Given problem -
Count the rows below that contain the word "wall" and reply with that number only.

START Supplied material

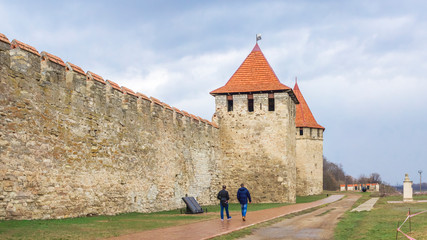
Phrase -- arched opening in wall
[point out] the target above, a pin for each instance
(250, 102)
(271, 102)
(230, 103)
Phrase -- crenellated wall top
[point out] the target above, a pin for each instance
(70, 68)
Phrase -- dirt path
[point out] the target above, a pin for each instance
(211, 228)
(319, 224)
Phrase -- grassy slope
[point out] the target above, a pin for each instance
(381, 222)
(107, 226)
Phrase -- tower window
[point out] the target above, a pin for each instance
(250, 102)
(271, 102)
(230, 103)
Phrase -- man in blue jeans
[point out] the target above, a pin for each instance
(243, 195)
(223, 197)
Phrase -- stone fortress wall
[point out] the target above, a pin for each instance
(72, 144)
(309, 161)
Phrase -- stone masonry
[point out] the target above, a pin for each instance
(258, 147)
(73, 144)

END Supplied material
START Supplied material

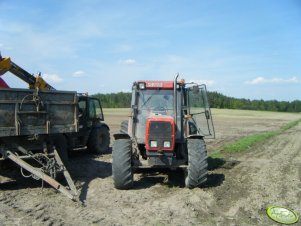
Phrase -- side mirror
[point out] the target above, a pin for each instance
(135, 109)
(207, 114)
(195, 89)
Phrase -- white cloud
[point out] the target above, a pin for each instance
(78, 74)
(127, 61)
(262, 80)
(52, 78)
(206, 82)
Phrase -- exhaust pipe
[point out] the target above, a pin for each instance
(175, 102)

END Supplied material

Exercise response -
3